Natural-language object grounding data
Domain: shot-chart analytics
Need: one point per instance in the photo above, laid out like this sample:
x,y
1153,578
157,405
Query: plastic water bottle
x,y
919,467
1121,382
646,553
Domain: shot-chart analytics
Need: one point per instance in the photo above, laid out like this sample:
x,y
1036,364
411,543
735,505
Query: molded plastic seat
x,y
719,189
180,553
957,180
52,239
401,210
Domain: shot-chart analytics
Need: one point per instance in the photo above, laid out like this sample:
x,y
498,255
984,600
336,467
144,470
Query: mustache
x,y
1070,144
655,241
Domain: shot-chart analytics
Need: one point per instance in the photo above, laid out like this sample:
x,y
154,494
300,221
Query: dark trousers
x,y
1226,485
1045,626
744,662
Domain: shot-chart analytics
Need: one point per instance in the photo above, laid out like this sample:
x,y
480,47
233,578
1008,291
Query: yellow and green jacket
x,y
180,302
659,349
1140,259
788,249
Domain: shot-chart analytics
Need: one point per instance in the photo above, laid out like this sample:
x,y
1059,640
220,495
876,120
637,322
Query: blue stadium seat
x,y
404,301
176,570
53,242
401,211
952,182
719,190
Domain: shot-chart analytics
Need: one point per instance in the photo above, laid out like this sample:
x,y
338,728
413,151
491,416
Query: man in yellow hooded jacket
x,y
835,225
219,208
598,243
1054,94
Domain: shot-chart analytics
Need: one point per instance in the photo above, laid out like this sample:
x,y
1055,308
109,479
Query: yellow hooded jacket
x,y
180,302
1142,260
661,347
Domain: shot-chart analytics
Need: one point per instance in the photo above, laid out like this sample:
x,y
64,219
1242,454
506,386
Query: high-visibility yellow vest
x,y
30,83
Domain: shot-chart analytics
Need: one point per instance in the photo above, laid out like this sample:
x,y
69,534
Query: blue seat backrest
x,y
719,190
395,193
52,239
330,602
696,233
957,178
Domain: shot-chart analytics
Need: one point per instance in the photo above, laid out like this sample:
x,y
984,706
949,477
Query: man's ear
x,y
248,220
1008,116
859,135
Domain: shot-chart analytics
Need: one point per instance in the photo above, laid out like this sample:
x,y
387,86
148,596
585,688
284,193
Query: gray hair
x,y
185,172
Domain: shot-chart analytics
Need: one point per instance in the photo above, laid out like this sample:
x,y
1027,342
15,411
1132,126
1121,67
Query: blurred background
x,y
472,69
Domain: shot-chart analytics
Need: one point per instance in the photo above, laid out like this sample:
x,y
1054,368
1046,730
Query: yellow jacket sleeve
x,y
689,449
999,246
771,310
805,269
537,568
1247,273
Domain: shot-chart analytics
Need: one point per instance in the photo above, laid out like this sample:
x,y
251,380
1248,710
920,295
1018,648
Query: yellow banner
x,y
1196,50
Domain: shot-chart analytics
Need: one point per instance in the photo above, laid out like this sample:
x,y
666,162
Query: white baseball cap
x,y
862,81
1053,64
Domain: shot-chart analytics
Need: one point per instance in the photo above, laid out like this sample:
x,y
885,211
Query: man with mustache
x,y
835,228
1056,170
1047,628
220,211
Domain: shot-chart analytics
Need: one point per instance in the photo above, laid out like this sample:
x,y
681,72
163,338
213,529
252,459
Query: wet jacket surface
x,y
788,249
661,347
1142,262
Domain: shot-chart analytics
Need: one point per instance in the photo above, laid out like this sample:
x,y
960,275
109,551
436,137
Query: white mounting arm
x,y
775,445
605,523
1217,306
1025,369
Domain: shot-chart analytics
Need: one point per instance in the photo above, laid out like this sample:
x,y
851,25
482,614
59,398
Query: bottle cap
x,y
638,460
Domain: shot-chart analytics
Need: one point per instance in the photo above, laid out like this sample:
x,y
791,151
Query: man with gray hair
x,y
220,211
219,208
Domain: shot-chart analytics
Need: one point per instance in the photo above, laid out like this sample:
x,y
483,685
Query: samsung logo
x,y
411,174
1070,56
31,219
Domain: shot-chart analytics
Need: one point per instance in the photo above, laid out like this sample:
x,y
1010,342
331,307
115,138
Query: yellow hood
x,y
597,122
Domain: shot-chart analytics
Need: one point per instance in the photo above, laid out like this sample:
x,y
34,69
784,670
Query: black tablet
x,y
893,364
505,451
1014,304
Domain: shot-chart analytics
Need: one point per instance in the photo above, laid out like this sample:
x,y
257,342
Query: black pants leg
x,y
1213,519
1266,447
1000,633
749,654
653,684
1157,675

> _What you need to do_: The data should be transcribed exactly, line for line.

> _Result of this exercise_:
Domain: shot-chart analytics
Need: one point per instance in the photo above, laid out like this sample:
x,y
1153,578
157,405
Query: plastic water bottle
x,y
919,467
1121,382
646,553
Domain: shot-chart analytics
Need: one point per instance in the photo above, laid out like this sample:
x,y
1036,364
411,543
735,505
Query: molded plastic seat
x,y
719,189
180,553
957,180
52,239
401,210
Domain: shot-chart analytics
Need: one point per instance in the photo above, laid out like this sample:
x,y
498,255
984,600
336,467
144,470
Query: mustache
x,y
1070,144
655,241
Domain: shot-chart analytics
Need: one point per instance in the photo above, laid out like this sample:
x,y
154,494
300,221
Query: dark trousers
x,y
1226,485
1045,626
744,662
Domain: shot-chart analytics
Need: one point per instance in the photo above, laid out like this sample:
x,y
480,47
233,578
1008,291
Query: yellow and green jacket
x,y
180,302
659,349
1140,259
788,249
Domain: shot-chart analytics
Need: one point per instance in the photo above, laid out like this sample:
x,y
1059,640
220,495
876,120
637,322
Query: blue stadium seat
x,y
404,301
176,570
53,242
401,211
952,182
719,190
Domain: shot-chart analytics
Need: one point per instance in the photo above, laid out like this sample:
x,y
338,728
413,151
491,416
Query: man in yellow hooded jacket
x,y
835,225
219,208
598,243
1054,94
Domain: shot-chart analytics
Need: one point per instance in the photo above, laid out like this sample:
x,y
1055,308
109,479
Query: yellow hooded jacket
x,y
180,302
1142,260
661,347
Domain: shot-chart analytics
Need: one point per instance in the photo above, laid out like this sample:
x,y
64,219
1242,454
506,386
Query: high-visibility yellow vest
x,y
30,83
Domain: shot-chart analytics
Need: one point per instance in the photo above, laid out like this sample:
x,y
69,534
Query: blue seat backrest
x,y
719,190
395,193
52,239
330,602
696,233
957,178
Domain: shot-chart analytics
Need: one point per instance in the photo above, laid out like this sample:
x,y
984,706
949,477
Query: man's ear
x,y
248,220
1008,116
859,135
Domain: shot-chart analytics
Need: one point per instance in the photo above, laid out like this sample:
x,y
387,86
148,596
585,688
284,193
Query: gray hair
x,y
185,172
Domain: shot-chart analytics
Need: one point per instance in the photo above, laid out like this sample:
x,y
1027,342
15,411
1132,126
1121,67
Query: blurred background
x,y
472,69
Domain: shot-chart analytics
Need: one point per instance in the photo above, laid out like this sample:
x,y
1054,368
1046,730
Query: yellow jacket sleeve
x,y
689,449
999,246
771,310
805,269
537,568
1247,273
Domain: shot-chart analytics
Need: one point per instance in the photo above, laid out like this sample:
x,y
251,380
1248,710
920,295
1018,648
Query: yellow banner
x,y
1196,50
Domain: shot-chart analytics
Need: one point per instance in the photo above, laid out like this sample:
x,y
666,162
Query: white baseball cap
x,y
862,81
1053,64
Domain: shot-chart analytics
Need: one point per instance in the photo above, laid out like this sample:
x,y
885,211
Query: man with mustache
x,y
835,228
1056,170
1047,628
220,211
Domain: shot-chart analytics
Need: one point per instance in the photo above, laid out like this sample:
x,y
681,72
163,338
213,529
252,459
Query: wet jacket surface
x,y
788,249
661,347
1142,262
Domain: shot-chart analytics
Need: one point per instance in the photo above, laid out like this sample:
x,y
960,275
109,551
436,137
Query: white mounting arm
x,y
775,445
605,523
1217,306
1025,369
Domain: shot-chart analytics
Need: one point per instance in the photo above, laid out like this sample:
x,y
851,25
482,614
59,398
Query: bottle cap
x,y
638,460
Domain: shot-chart analytics
Need: one point per instance in the photo above, laid out like this sample:
x,y
791,151
Query: man with gray hair
x,y
220,211
219,208
Domain: shot-chart analytics
Need: one point per instance in the photo above, laid out like this sample:
x,y
483,685
Query: samsung logo
x,y
411,174
1070,56
31,219
Domain: shot-chart analytics
Need: one point per instance in the photo above, laid out like this sample:
x,y
1010,342
331,307
115,138
Query: yellow hood
x,y
597,122
Domain: shot-chart analytics
Need: one point per instance in the photo above, laid out like this sample:
x,y
34,69
784,670
Query: black tablet
x,y
893,364
505,451
1014,304
Domain: shot-chart analytics
Need: one point per instance in the photo above, laid out like this sample:
x,y
257,342
Query: black pants leg
x,y
1213,519
1266,447
1000,633
749,654
653,684
1157,675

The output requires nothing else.